start
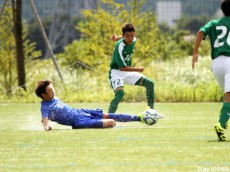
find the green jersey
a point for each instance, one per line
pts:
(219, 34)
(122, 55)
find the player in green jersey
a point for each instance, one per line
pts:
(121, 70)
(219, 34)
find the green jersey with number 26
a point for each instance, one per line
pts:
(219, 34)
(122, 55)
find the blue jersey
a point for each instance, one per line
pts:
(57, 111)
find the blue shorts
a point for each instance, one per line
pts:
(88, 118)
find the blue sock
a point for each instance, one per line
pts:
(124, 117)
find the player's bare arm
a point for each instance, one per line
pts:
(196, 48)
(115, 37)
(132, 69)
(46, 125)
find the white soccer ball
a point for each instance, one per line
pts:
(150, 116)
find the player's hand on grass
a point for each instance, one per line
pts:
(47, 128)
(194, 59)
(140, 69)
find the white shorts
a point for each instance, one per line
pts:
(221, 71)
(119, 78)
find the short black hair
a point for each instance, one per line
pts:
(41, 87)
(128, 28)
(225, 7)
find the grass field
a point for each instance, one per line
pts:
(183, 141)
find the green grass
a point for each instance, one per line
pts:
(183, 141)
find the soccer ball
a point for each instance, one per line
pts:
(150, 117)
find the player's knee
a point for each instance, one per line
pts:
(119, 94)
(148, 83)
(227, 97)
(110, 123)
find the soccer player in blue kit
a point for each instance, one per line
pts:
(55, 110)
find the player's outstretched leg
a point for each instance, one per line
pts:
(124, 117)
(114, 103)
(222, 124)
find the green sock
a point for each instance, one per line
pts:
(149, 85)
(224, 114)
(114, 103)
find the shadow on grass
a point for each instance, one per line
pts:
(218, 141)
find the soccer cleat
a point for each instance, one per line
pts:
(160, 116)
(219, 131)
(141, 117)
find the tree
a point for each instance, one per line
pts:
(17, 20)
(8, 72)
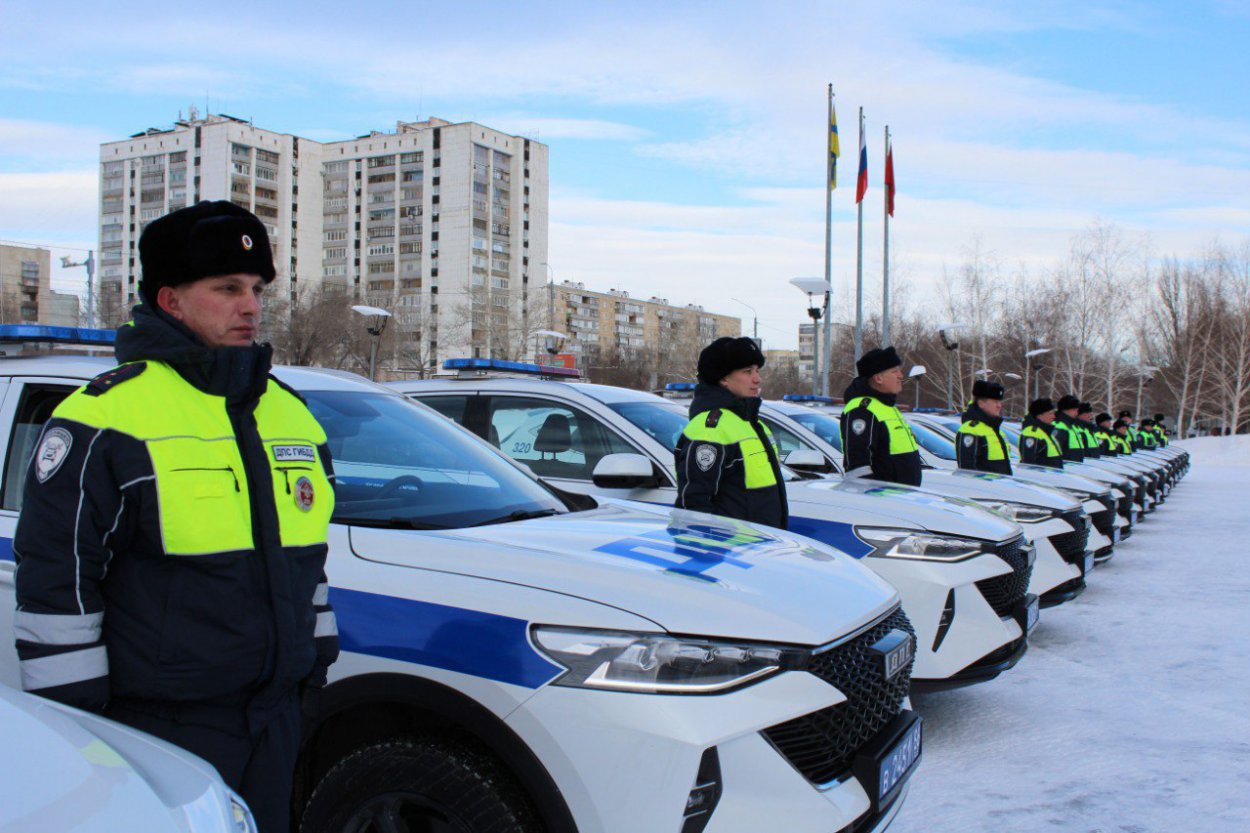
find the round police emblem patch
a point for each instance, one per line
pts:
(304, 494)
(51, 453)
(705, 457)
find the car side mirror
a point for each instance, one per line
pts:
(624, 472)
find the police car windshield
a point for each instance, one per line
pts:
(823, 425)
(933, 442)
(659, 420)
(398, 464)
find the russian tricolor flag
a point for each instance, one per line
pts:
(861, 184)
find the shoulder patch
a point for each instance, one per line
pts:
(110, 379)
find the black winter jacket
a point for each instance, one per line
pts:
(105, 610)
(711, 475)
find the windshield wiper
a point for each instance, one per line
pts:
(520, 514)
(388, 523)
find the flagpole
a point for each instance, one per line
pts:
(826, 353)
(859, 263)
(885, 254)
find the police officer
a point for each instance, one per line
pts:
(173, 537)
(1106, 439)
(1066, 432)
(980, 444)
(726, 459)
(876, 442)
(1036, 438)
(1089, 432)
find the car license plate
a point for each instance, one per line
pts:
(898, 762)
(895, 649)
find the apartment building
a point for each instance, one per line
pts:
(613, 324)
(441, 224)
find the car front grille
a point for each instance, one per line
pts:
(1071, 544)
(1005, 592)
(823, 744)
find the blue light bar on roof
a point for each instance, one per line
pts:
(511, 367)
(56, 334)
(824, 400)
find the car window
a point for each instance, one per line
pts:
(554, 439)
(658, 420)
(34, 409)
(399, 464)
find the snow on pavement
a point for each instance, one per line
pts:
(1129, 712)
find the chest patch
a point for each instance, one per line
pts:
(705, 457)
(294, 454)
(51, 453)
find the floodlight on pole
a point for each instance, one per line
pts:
end
start
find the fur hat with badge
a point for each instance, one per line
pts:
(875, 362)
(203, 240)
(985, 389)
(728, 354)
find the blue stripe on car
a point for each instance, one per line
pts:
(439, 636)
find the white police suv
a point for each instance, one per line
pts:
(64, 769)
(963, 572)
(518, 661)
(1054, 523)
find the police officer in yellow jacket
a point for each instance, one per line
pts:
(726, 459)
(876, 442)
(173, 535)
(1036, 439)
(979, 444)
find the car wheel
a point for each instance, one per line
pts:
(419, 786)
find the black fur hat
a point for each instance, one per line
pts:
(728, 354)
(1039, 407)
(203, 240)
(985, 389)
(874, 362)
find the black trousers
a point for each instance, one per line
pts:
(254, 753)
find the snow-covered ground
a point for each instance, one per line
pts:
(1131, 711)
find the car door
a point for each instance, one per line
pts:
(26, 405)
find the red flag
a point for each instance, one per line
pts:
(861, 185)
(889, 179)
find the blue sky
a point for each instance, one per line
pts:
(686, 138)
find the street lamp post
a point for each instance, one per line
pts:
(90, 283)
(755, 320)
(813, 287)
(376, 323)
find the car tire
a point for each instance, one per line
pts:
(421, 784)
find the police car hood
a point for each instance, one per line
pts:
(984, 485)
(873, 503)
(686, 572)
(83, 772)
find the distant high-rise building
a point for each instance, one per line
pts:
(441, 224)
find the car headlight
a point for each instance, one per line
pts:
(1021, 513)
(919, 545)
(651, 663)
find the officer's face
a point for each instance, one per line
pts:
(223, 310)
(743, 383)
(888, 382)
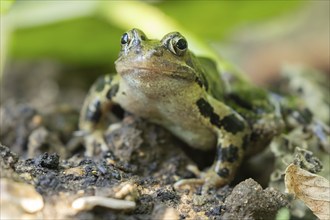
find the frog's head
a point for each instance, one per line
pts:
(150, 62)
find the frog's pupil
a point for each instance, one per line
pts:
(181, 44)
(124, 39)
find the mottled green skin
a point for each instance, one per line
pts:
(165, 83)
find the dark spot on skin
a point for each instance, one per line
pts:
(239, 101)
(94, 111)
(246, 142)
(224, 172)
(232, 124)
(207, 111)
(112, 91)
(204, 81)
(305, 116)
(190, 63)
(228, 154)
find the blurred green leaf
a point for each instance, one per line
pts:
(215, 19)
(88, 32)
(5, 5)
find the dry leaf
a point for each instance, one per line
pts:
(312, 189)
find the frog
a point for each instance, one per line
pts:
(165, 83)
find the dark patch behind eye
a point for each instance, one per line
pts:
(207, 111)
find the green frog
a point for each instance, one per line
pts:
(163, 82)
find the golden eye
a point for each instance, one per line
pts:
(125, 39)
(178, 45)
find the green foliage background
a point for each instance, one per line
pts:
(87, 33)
end
(TASK TO COMPLETE): Report how many lines in the material above contain the word "dark", giving only the number.

(RESPONSE TO THIS TASK): 2